◆ Dataset entries:
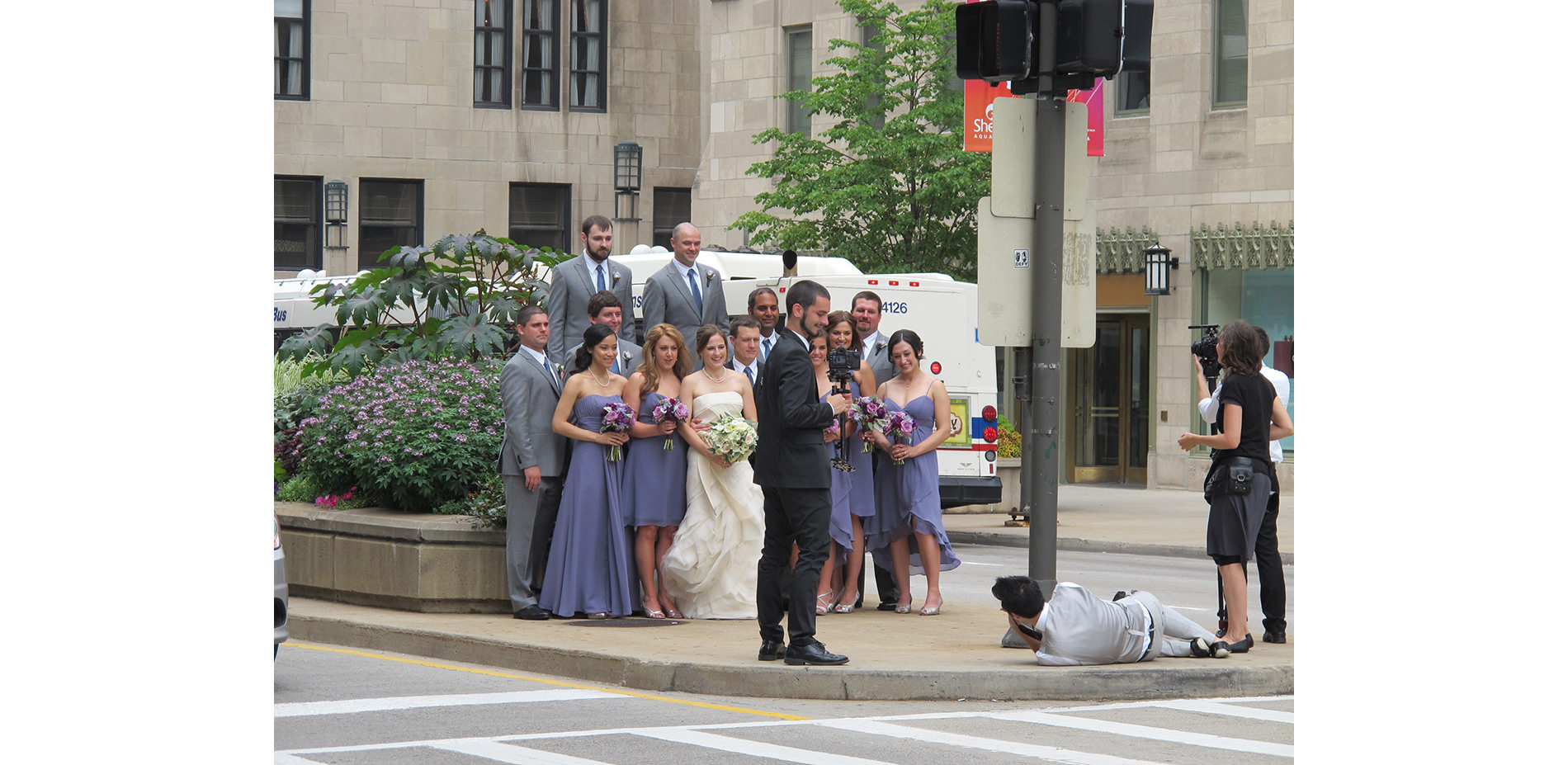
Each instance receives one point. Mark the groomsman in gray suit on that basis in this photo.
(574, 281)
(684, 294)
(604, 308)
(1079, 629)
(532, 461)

==

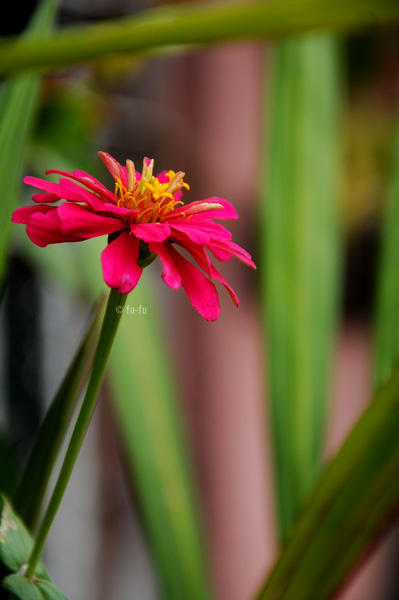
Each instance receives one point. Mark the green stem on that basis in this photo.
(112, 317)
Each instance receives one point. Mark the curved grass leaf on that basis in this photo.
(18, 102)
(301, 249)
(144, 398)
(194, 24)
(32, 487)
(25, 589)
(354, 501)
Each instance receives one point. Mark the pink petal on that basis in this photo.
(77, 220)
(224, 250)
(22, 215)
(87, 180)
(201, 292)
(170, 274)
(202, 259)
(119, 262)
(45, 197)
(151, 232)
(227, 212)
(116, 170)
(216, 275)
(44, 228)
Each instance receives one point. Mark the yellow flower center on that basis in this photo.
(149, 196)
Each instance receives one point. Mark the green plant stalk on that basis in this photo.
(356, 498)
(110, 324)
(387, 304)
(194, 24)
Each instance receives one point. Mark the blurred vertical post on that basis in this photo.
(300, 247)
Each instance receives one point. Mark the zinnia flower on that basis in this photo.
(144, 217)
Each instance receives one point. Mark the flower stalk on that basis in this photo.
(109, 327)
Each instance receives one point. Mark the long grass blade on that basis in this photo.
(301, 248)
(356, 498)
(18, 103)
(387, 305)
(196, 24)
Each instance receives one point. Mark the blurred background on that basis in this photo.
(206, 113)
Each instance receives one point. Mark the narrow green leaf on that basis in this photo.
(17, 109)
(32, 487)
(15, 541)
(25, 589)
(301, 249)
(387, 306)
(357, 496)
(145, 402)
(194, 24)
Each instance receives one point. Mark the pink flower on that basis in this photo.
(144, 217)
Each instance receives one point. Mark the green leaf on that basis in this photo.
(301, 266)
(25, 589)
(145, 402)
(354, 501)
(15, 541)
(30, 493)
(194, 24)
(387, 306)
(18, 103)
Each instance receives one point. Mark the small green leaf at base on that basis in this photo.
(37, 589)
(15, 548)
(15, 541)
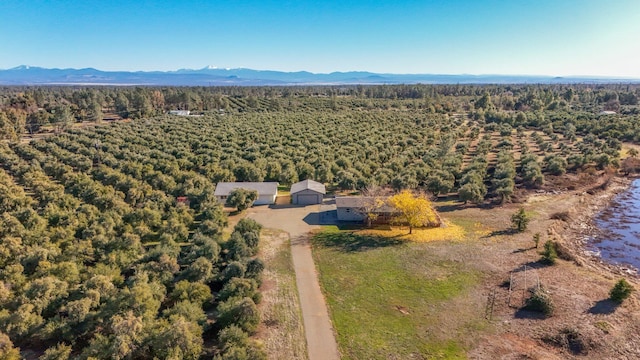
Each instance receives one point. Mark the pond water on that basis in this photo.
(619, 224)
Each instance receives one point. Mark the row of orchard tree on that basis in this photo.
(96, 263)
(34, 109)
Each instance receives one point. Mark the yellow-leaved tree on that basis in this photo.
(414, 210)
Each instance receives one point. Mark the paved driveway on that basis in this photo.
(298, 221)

◆ Directions: Please collect and copy every line of the records that contains the string "stalk". Case counts.

◆ The response:
Each instance receives one point. Mark the green plant stalk on that basis in this photo.
Each instance receives one point. Mark the flower stalk on that basis in this photo.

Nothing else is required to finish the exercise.